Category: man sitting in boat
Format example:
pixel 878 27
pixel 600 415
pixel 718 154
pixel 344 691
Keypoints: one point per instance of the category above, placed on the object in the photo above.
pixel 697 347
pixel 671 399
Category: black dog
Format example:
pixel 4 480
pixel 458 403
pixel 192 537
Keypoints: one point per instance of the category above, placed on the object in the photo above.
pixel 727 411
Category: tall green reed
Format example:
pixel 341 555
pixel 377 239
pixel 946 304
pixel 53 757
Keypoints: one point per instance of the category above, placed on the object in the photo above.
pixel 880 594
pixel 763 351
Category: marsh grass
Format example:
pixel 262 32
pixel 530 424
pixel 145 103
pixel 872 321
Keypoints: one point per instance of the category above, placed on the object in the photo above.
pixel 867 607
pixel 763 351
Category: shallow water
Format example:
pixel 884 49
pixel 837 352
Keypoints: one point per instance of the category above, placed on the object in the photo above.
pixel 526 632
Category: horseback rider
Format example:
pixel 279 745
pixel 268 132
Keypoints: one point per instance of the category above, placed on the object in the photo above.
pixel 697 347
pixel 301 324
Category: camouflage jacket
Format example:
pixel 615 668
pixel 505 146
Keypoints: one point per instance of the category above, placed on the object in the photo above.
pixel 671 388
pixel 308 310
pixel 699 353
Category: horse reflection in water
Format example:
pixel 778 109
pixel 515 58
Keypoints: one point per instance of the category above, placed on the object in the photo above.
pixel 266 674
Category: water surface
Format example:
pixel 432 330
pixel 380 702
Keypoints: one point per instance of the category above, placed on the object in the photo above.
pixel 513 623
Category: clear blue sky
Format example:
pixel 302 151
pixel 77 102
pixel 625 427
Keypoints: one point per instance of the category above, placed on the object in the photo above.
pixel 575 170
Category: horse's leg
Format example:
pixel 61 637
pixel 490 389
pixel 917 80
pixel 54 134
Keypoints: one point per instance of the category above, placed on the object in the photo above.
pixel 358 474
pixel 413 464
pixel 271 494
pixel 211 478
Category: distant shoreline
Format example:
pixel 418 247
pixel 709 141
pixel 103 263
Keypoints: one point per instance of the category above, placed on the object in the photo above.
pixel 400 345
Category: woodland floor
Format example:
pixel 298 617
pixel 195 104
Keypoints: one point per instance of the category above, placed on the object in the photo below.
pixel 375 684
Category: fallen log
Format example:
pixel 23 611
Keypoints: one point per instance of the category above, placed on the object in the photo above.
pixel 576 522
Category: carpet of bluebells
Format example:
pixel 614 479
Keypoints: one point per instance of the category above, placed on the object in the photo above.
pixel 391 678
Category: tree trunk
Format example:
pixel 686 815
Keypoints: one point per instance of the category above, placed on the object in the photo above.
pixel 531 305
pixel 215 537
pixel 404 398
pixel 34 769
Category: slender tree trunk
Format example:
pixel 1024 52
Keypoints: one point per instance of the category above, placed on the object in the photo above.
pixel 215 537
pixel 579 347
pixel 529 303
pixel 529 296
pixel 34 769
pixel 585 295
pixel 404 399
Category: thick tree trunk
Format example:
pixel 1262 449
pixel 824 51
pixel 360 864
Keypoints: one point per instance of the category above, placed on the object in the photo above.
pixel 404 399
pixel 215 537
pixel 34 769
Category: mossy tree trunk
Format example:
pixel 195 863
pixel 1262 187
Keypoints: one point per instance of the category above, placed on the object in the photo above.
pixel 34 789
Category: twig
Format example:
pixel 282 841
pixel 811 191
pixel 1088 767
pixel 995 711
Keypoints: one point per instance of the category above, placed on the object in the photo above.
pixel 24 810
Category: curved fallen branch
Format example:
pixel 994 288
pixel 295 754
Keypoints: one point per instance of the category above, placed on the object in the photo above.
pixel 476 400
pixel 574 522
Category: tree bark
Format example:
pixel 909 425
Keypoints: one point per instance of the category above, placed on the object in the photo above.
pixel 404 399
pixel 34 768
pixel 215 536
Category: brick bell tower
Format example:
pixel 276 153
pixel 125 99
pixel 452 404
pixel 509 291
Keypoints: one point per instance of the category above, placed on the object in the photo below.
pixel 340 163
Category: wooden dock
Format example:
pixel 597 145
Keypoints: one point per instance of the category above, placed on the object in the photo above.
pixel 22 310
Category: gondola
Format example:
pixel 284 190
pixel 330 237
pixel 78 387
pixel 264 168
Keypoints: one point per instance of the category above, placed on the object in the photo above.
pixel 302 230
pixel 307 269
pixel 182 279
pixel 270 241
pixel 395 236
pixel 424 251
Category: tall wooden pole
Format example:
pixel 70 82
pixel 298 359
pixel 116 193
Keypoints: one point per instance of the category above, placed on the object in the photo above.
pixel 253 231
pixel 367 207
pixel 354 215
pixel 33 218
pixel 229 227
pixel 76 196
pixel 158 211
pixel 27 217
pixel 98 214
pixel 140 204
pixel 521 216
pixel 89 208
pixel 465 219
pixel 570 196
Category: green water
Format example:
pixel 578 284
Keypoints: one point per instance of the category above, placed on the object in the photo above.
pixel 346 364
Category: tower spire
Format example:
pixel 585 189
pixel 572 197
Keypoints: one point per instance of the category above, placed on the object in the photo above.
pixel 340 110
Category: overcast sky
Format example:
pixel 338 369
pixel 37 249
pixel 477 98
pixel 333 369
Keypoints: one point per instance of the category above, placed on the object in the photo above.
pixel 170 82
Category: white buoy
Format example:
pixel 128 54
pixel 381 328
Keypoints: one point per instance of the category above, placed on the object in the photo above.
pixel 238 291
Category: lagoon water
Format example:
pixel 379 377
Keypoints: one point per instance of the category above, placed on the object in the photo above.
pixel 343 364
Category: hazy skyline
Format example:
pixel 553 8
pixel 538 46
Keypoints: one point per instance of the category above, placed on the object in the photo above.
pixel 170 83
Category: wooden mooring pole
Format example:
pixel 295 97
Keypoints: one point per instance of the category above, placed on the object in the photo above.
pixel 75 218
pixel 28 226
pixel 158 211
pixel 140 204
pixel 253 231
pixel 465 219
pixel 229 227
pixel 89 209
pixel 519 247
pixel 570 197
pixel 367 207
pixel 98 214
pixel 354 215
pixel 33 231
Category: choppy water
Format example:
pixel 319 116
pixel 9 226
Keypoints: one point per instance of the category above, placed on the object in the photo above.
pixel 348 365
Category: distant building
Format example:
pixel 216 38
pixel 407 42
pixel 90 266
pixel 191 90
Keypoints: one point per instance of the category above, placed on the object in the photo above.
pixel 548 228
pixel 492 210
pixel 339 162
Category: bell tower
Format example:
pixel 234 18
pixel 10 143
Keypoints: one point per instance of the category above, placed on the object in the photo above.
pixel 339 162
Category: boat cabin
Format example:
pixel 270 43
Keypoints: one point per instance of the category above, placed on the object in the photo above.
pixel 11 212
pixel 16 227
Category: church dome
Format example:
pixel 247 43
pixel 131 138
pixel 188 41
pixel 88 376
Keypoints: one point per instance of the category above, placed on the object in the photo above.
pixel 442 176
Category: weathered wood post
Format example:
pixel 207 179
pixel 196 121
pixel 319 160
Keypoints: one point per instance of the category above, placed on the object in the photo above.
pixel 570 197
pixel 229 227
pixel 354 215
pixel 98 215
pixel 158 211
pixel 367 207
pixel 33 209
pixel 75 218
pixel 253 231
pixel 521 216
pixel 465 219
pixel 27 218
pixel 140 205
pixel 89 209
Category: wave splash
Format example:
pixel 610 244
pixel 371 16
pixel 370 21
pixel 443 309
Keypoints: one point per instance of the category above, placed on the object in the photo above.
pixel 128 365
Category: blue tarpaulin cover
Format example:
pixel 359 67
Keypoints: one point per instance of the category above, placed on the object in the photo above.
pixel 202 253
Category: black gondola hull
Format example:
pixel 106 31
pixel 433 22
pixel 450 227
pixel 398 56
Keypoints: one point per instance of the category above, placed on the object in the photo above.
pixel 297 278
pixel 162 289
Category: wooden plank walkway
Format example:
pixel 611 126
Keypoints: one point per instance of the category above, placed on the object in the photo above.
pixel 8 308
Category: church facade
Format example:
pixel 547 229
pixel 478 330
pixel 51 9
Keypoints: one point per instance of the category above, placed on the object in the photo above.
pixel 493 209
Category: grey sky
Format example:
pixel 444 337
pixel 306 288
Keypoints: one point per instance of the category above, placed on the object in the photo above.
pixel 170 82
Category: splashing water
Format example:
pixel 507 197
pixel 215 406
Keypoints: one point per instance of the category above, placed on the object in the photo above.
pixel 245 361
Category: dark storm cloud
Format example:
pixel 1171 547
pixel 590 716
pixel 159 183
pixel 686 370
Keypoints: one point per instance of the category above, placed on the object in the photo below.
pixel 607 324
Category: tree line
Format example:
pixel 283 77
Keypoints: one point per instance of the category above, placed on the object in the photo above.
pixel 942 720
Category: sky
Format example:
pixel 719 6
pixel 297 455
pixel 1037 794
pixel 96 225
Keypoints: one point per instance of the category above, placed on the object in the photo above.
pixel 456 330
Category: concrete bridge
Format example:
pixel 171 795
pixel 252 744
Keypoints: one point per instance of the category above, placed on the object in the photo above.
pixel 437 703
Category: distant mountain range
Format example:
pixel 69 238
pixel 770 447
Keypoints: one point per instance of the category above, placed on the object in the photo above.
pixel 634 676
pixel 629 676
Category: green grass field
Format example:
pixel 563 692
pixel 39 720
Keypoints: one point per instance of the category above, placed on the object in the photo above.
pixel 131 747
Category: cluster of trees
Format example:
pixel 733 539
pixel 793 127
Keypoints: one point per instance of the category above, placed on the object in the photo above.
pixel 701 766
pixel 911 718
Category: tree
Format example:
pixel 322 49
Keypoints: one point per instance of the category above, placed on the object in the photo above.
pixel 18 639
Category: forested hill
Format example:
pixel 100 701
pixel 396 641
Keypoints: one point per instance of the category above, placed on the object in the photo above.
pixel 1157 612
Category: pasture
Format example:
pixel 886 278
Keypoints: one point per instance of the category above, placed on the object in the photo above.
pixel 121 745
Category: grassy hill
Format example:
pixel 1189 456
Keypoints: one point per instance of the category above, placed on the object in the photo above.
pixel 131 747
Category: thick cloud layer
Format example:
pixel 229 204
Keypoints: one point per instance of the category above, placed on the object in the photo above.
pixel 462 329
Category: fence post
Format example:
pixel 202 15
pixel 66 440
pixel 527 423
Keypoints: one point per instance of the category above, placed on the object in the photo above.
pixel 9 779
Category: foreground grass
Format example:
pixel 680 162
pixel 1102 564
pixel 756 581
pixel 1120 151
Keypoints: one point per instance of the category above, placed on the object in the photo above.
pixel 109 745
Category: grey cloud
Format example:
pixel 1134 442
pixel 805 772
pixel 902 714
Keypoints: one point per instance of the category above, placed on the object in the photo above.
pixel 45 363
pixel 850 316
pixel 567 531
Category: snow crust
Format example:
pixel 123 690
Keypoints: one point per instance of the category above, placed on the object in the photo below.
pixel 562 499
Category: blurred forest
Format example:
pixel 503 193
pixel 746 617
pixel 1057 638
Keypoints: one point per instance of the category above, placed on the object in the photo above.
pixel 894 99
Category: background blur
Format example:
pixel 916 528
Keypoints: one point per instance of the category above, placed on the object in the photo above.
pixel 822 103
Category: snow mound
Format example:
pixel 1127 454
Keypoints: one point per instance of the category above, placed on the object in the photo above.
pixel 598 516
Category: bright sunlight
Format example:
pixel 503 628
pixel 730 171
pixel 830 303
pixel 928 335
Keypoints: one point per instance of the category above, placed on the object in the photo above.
○ ○ ○
● GIVEN TASK:
Echo the lines above word for word, from the start of the lines through the line that contains "pixel 266 674".

● TASK OUTPUT:
Category: man sitting in boat
Format example:
pixel 878 27
pixel 600 415
pixel 718 154
pixel 344 691
Keypoints: one point per instance of the category above, placed on the object in the photo above.
pixel 697 347
pixel 671 399
Category: black dog
Format example:
pixel 4 480
pixel 458 403
pixel 192 537
Keypoints: one point per instance of the category above, placed on the object in the photo above.
pixel 727 411
Category: tall green reed
Format example:
pixel 341 555
pixel 377 239
pixel 946 304
pixel 53 757
Keypoints: one point per instance of the category above, placed on the object in the photo above.
pixel 880 594
pixel 763 351
Category: marsh grass
Format example:
pixel 262 32
pixel 530 424
pixel 145 103
pixel 872 321
Keypoints: one point per instance of the category above, placed on the object in the photo above.
pixel 867 607
pixel 763 351
Category: shallow water
Format example:
pixel 884 49
pixel 837 352
Keypoints: one point per instance of the category above, placed on the object in the photo above.
pixel 526 632
Category: horseback rider
Format example:
pixel 279 745
pixel 268 132
Keypoints: one point per instance of the category above, placed on the object in the photo above.
pixel 697 347
pixel 301 324
Category: camouflage jacket
Format example:
pixel 615 668
pixel 505 146
Keypoints: one point per instance of the category above, placed on the object in the photo above.
pixel 671 388
pixel 308 310
pixel 699 353
Category: horse reflection in water
Format example:
pixel 778 109
pixel 515 58
Keypoints: one point per instance of the category above, placed on the object in the photo above.
pixel 266 674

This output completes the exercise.